- **What you are asked to do**: Please return each entry that follows exactly as written, and keep the pictures out.

- **Exercise materials**:

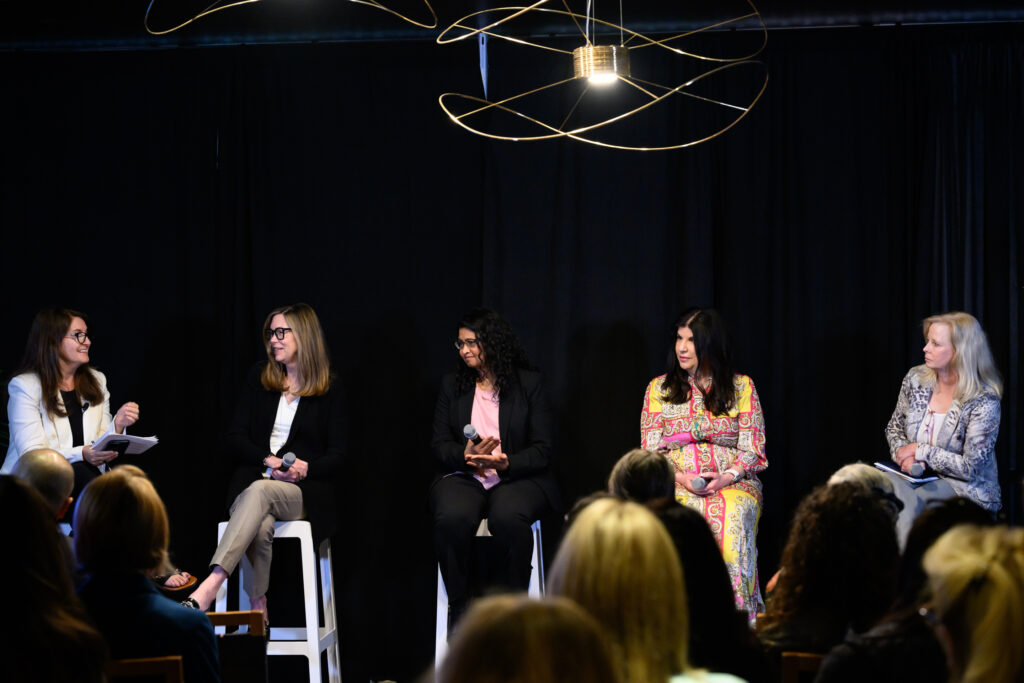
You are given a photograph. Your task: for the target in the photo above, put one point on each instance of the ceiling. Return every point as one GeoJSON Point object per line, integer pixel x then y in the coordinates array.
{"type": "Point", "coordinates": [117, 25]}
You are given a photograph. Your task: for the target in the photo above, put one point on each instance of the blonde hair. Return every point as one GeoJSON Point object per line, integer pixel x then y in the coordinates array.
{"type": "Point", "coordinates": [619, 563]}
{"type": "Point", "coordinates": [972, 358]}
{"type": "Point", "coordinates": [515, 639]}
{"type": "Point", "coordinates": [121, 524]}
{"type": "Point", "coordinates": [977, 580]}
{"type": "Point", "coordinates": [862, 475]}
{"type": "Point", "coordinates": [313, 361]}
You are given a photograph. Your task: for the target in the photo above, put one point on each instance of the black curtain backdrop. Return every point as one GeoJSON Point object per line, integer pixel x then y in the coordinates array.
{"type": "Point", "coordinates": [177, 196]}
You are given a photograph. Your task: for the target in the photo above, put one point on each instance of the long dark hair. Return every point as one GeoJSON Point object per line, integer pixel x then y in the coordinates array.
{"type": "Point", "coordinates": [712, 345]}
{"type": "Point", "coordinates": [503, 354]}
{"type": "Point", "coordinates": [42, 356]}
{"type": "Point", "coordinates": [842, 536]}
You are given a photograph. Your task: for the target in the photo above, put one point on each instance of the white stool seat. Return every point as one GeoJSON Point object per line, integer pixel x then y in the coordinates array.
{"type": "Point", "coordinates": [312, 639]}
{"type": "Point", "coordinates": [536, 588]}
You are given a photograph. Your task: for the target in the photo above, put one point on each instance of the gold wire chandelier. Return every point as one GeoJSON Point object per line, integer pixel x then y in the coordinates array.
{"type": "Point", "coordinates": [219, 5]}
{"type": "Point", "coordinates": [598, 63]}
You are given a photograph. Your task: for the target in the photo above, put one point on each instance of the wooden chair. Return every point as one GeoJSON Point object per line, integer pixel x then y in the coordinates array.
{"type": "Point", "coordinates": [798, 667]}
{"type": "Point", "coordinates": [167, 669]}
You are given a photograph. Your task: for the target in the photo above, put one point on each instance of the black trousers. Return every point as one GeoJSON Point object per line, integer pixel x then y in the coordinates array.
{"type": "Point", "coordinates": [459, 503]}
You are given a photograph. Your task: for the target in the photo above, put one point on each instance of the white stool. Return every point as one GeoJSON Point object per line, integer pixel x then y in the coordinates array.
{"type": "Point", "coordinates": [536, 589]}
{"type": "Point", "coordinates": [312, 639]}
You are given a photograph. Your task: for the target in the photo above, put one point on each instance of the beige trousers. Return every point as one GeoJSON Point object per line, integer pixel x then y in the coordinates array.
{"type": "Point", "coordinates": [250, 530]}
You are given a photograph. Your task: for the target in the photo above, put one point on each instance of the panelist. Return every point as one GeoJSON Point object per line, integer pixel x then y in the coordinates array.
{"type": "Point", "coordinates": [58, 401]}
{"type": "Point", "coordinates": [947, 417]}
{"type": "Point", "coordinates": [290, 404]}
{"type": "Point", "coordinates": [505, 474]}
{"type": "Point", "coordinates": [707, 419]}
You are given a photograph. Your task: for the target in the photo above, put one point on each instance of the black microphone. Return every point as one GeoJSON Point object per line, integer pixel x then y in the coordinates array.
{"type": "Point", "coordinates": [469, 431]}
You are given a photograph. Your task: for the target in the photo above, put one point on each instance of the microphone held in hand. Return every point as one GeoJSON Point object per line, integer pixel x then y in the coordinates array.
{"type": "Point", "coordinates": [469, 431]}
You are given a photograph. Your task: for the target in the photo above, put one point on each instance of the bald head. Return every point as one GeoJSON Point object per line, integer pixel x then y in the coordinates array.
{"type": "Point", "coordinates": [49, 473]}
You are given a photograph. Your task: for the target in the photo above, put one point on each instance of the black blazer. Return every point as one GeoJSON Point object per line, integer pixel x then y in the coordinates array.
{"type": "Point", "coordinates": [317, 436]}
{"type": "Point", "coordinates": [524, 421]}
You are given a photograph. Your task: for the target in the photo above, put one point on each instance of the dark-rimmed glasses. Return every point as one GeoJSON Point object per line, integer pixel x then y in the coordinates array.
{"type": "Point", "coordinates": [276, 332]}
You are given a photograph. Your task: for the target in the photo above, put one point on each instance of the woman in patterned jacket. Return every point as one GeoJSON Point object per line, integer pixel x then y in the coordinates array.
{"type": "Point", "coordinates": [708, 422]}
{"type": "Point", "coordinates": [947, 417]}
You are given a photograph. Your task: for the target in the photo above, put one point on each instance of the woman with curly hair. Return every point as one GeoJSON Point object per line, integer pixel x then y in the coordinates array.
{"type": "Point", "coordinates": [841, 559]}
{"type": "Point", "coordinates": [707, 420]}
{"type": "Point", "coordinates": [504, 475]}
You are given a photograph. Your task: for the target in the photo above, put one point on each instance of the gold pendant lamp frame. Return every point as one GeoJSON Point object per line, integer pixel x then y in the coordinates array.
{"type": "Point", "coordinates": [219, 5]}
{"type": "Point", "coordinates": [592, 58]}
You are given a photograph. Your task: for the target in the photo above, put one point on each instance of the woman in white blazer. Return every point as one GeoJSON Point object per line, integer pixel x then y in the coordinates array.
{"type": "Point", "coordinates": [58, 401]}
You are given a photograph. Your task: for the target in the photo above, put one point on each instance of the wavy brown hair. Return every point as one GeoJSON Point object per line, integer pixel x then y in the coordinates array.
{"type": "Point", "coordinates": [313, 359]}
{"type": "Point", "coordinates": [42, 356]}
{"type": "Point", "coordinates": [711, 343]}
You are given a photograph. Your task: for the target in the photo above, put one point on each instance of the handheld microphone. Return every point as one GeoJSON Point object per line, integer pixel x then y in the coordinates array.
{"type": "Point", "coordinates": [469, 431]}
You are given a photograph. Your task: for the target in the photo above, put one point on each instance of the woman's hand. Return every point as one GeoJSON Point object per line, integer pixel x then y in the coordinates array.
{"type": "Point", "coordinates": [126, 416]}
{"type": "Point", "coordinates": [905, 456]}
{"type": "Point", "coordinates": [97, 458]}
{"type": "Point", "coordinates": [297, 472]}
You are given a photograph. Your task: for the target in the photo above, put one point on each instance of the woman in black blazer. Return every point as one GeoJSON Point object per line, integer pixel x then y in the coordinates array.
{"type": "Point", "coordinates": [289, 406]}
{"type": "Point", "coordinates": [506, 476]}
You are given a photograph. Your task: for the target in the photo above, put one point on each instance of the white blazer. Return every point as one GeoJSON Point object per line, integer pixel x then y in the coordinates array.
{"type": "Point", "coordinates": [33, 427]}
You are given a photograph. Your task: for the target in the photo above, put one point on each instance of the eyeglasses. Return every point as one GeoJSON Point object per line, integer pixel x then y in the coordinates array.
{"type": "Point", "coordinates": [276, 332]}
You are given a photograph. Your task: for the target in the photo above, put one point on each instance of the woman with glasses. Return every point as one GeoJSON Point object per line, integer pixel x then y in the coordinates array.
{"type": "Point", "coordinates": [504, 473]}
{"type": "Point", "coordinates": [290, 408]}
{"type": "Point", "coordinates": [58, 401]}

- **Reply**:
You are given a photograph. Your task: for the target in the photo above, put one point on each instance of the ceiling. Return every point as one GeoJSON Point object per line, integer pixel x then y in the coordinates array.
{"type": "Point", "coordinates": [117, 25]}
You are given a photograph. Your task: for the target in the photo above, put one point on each instance of the blonde hair. Return every point as one GeoJSON Point object per line, integer pixel x then y in the coordinates array.
{"type": "Point", "coordinates": [619, 563]}
{"type": "Point", "coordinates": [972, 358]}
{"type": "Point", "coordinates": [515, 639]}
{"type": "Point", "coordinates": [121, 524]}
{"type": "Point", "coordinates": [977, 580]}
{"type": "Point", "coordinates": [862, 475]}
{"type": "Point", "coordinates": [313, 361]}
You are given a photograph. Your task: for the target in the photo above, put one point on each instance of the black curtain backdrop. Return every point as one GeoJSON Point object per line, integer pixel x then y in the coordinates array.
{"type": "Point", "coordinates": [177, 196]}
You are given a photograph. Your task: for the target in the photo above, put one point on each instance of the long dark hair. Return every point as one GeoJSON Point object per line, integer pixel x then y in the coordinates array.
{"type": "Point", "coordinates": [712, 345]}
{"type": "Point", "coordinates": [503, 354]}
{"type": "Point", "coordinates": [42, 356]}
{"type": "Point", "coordinates": [842, 536]}
You are given a photograph. Your task: for the target in the photo above, put one point on each instance of the white stool seat. Return every point as one GeoJSON Point object per line, integer pixel x then y in the coordinates array.
{"type": "Point", "coordinates": [312, 639]}
{"type": "Point", "coordinates": [536, 588]}
You are given a photograph. Your task: for the target in the photo above, put one point on each instance of the gold wire chandelier. Return every point as one GeoJSON Point object per line, integer pixel x then y in the coordinates array.
{"type": "Point", "coordinates": [219, 5]}
{"type": "Point", "coordinates": [598, 63]}
You are given a photograph. Your task: for the target in the photo above, put one point on each instance of the wooden chair. Return every point as one GeoJSON Point object per line, integer pixel x then y in the coordinates array.
{"type": "Point", "coordinates": [798, 667]}
{"type": "Point", "coordinates": [167, 669]}
You are given a photograph. Your task: for the target in the photo above, put one point on each instance of the black trousers. Return every point as one GeoJSON Point object per line, integer pixel x then y in the coordinates array.
{"type": "Point", "coordinates": [459, 503]}
You are given a photograph. Your task: for the target in the photo above, put one point on each instance of the white stool. Return every point as one GeoJSON Point object per line, integer pixel x then y in the coordinates array.
{"type": "Point", "coordinates": [536, 589]}
{"type": "Point", "coordinates": [312, 639]}
You are given a photograph. Your task: for the target in the photo above, put one point on each instance of the beige trousers. Return every point as one GeoJSON Point object per line, integer pixel x then y in the coordinates array.
{"type": "Point", "coordinates": [250, 530]}
You are given a photograph. Your task: for the target in the photo above, put one point on each instance of the panelist. Return every point as one GeoJSON Point object per line, integer pixel x then y in the coordinates array.
{"type": "Point", "coordinates": [58, 401]}
{"type": "Point", "coordinates": [947, 417]}
{"type": "Point", "coordinates": [290, 404]}
{"type": "Point", "coordinates": [505, 474]}
{"type": "Point", "coordinates": [707, 419]}
You are given a photograph. Your task: for the target in the photo above, put one point on each instance of the black microphone. Return every point as one GeoJSON Point object per line, integer pixel x then y in the coordinates array.
{"type": "Point", "coordinates": [469, 431]}
You are given a photograph. Your task: for the target in the photo above, put one point on each instance of the microphone held in hand. Return every point as one GeoJSON Point object per line, integer pixel x then y in the coordinates array.
{"type": "Point", "coordinates": [469, 431]}
You are given a photograph. Your task: for the target in the photo above, put one point on each instance of the bald head. Return every point as one GeoJSON Point object per line, integer pixel x then y in the coordinates array.
{"type": "Point", "coordinates": [49, 473]}
You are given a photograph. Your task: for the target in the photo above, put one point on each instance of the black blazer. Return every point as one GeoJSON Point object per line, integer pixel x then y in the coordinates array.
{"type": "Point", "coordinates": [317, 436]}
{"type": "Point", "coordinates": [524, 421]}
You are given a photograph. Your task: for the target in the photo above, put one point on each instance of the dark-rimmed glasses. Return every point as one GeoJSON Point object per line, integer pixel x then y in the coordinates array.
{"type": "Point", "coordinates": [276, 332]}
You are given a photograph. Your task: for the target in the photo above, put one point on each instance of the woman in patterned jacket. Return every point as one GeoJSON Point object per line, integer pixel x then y in the coordinates array.
{"type": "Point", "coordinates": [708, 422]}
{"type": "Point", "coordinates": [947, 417]}
You are given a photograph. Your task: for the target in the photo above, put one point on each instance of the woman with curly hair. Return every point as one GeoJSON Point object per line, integer pixel x then y in the coordinates array.
{"type": "Point", "coordinates": [841, 559]}
{"type": "Point", "coordinates": [707, 420]}
{"type": "Point", "coordinates": [504, 475]}
You are given a photograph. Your task: for the target in the photo above, put one point on each instance of the gold pendant lamp frame. Return every point as one GeoJSON Point object per line, integer pixel x then y in the coordinates array.
{"type": "Point", "coordinates": [219, 5]}
{"type": "Point", "coordinates": [592, 58]}
You are given a photograph. Your task: for the target in the photo above, put one point on each instance of the woman in white blazer. Return every point as one GeoJSON Point object per line, integer pixel x then y in the coordinates array.
{"type": "Point", "coordinates": [58, 401]}
You are given a photograph. Your task: for the target in the photo above, put one point on each instance of the wavy brown hair. Return every point as one GeoJSON Point object per line, integer pixel x then y in the coordinates array.
{"type": "Point", "coordinates": [313, 359]}
{"type": "Point", "coordinates": [42, 356]}
{"type": "Point", "coordinates": [711, 343]}
You are given a photograph. Your task: for the target in the photo above, put one point on each instance of the handheld microphone. Return every point as one GeoJSON Point object per line, integer pixel x then y in the coordinates array.
{"type": "Point", "coordinates": [469, 431]}
You are given a photograph. Your task: for the target in the photo above, put one point on each instance of the woman's hand. Return every point as one GeoJSON Point object per line, integer pixel x then y in the coordinates array.
{"type": "Point", "coordinates": [126, 416]}
{"type": "Point", "coordinates": [905, 456]}
{"type": "Point", "coordinates": [97, 458]}
{"type": "Point", "coordinates": [297, 472]}
You are given a photograph. Your task: for the target in the photo above, put one point on each instance of the woman in black blazer. Return every point as one GeoJSON Point object per line, integer pixel x then y in the coordinates array.
{"type": "Point", "coordinates": [289, 406]}
{"type": "Point", "coordinates": [506, 476]}
You are given a photograph. Your task: for the target in the photo above, put one point on each instance of the white blazer. Return every point as one GeoJSON Point object per line, integer pixel x then y in the coordinates array.
{"type": "Point", "coordinates": [33, 427]}
You are given a photograph. Your task: for the target in the photo above, put one point on each instance of the eyeglasses. Return every point as one GeoJSON Point object per line, integer pixel x then y in the coordinates array.
{"type": "Point", "coordinates": [276, 332]}
You are given a photograph. Your task: for the target in the photo above, put one point on each instance of the woman with glasses. Return every point as one GeoJSON Point object per line, integer pixel x then y in the coordinates array.
{"type": "Point", "coordinates": [504, 473]}
{"type": "Point", "coordinates": [290, 408]}
{"type": "Point", "coordinates": [58, 401]}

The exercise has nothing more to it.